> What is expected
Given the entries below, copy each of them out exactly.

> Entries shown
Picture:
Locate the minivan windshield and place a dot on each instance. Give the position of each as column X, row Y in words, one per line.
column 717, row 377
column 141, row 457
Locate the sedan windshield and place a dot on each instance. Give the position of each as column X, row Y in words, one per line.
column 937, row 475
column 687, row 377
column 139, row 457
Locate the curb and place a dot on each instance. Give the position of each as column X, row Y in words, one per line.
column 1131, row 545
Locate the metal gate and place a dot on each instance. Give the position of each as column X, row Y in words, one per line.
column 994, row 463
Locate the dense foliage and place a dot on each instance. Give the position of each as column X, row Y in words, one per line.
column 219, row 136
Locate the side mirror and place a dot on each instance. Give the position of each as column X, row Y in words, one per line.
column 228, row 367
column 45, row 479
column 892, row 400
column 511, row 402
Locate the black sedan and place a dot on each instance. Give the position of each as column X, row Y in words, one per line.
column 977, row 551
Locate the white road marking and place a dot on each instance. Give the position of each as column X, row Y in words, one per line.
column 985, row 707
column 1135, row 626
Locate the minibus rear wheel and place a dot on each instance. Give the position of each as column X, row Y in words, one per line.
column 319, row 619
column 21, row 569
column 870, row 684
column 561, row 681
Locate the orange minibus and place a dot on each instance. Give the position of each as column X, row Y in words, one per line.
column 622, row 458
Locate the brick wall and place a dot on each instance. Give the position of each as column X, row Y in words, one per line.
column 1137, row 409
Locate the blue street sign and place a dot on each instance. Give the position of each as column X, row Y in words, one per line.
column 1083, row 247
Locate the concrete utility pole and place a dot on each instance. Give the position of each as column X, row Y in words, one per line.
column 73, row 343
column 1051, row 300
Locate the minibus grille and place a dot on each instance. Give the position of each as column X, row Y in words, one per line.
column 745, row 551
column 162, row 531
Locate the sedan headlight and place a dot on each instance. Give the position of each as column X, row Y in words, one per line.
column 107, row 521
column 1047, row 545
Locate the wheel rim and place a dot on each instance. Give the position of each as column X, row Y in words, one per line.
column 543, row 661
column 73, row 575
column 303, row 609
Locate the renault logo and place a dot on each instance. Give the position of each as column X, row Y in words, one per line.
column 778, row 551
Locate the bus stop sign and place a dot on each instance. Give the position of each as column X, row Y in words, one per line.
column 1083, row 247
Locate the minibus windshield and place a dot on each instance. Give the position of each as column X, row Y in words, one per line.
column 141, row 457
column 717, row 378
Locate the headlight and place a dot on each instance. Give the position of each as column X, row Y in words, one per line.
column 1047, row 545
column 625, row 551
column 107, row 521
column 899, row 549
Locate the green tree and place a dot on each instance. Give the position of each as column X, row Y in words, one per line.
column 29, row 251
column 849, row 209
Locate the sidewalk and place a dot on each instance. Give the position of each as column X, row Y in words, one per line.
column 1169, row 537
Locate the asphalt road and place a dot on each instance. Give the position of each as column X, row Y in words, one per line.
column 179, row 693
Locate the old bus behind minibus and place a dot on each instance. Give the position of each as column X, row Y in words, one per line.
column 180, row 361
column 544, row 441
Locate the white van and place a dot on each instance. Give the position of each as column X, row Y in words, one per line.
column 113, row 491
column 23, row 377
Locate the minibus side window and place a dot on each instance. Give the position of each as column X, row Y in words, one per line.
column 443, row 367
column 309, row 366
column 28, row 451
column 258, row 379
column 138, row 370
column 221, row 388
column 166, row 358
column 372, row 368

> Solution
Picture:
Locate the minivan windshield and place a dot on each instance. Give the position of each as column X, row Y in words, one per line.
column 717, row 377
column 141, row 457
Locate the sedan windshield and place a dot on each instance. Give the position of each as column X, row Y in words, one per line.
column 937, row 475
column 687, row 377
column 139, row 457
Locate the curb and place a dot on each instance. Give the position of each as column X, row Y in words, one per line.
column 1131, row 545
Locate the metal gate and place a dot on each instance. Give the position of each as column X, row Y in words, one per line.
column 994, row 463
Locate the dense foliage and place a dot on each instance. Give the position of each as column X, row Y in words, one per line.
column 219, row 136
Locate the side mirror and place a dot on each instance. Give the position of each as column X, row Y in words, one per line.
column 228, row 367
column 45, row 479
column 892, row 400
column 511, row 402
Locate the black sedan and place a dot on each instance. Give the position of each as column X, row Y in words, one per line.
column 977, row 551
Locate the white road marking and place a dot on each instance. Give the position of each as column X, row Y in words, one per line.
column 985, row 707
column 1135, row 626
Locate the minibus rear wheel and place a dot on each instance. Give the position of each as column X, row Y in words, one per line.
column 319, row 619
column 21, row 569
column 870, row 684
column 561, row 681
Locate the orange minibus and place a dot on each instance. Give the position of each as column X, row Y in words, one per line.
column 622, row 458
Locate the brick wall and place a dot on each instance. Give the position of each as column X, row Y in words, one per line.
column 1137, row 409
Locate the blue street sign and place a dot on each instance. Give the position of each as column X, row Y in words, one per line.
column 1083, row 247
Locate the concrete utility pole and place a dot on each instance. Give the position of each as column X, row Y in words, one per line.
column 73, row 343
column 1051, row 300
Locate the minibus grille and place a dot on each instance. Give the position of each as column X, row Y in words, one per line.
column 745, row 551
column 162, row 531
Locate the sedan headlight and place a dot on each instance. Give the position of each as column X, row Y in words, one per line.
column 107, row 521
column 1047, row 545
Locate the wheel rim and place a dot on each instance. Give the position of each as column X, row Y in words, one per line.
column 543, row 661
column 73, row 575
column 303, row 609
Locate the renault logo and place a dot on each instance. Give the position of each as column X, row Y in words, one per line.
column 778, row 551
Locate the bus stop sign and place a dot on each instance. Give the position of each as column X, row Y in words, one per line.
column 1083, row 247
Locate the minibus windshield and place a dot on each instance. Give the position of each as column X, row Y in words, one per line.
column 141, row 457
column 717, row 378
Locate the headlight and place a dot on each instance. Give the position of each as column X, row Y in words, one per line.
column 1047, row 545
column 625, row 551
column 107, row 521
column 899, row 549
Locate the green tree and place a dot on each instance. Give the position of each as column X, row Y in words, one per line.
column 29, row 251
column 849, row 209
Locate the sidewalk and place a dot on each instance. Give the position of each as column X, row Y in words, one per line.
column 1169, row 537
Locate the asphalt road and place a dot on each instance. Give the position of each as column X, row Y in words, one per line.
column 179, row 693
Locate the old bus behind minibus and place a dot on each instance. Give the position of each as column X, row Y in words, one per line.
column 180, row 361
column 544, row 441
Locate the white van and place a dot on each instance. Give the position of each as column X, row Y in words, one per line.
column 113, row 491
column 23, row 377
Locate the minibus side window and place a dot on each instance. Give the position of each as column X, row Y in words, one per line.
column 443, row 367
column 309, row 366
column 28, row 451
column 258, row 379
column 138, row 370
column 221, row 388
column 166, row 358
column 372, row 368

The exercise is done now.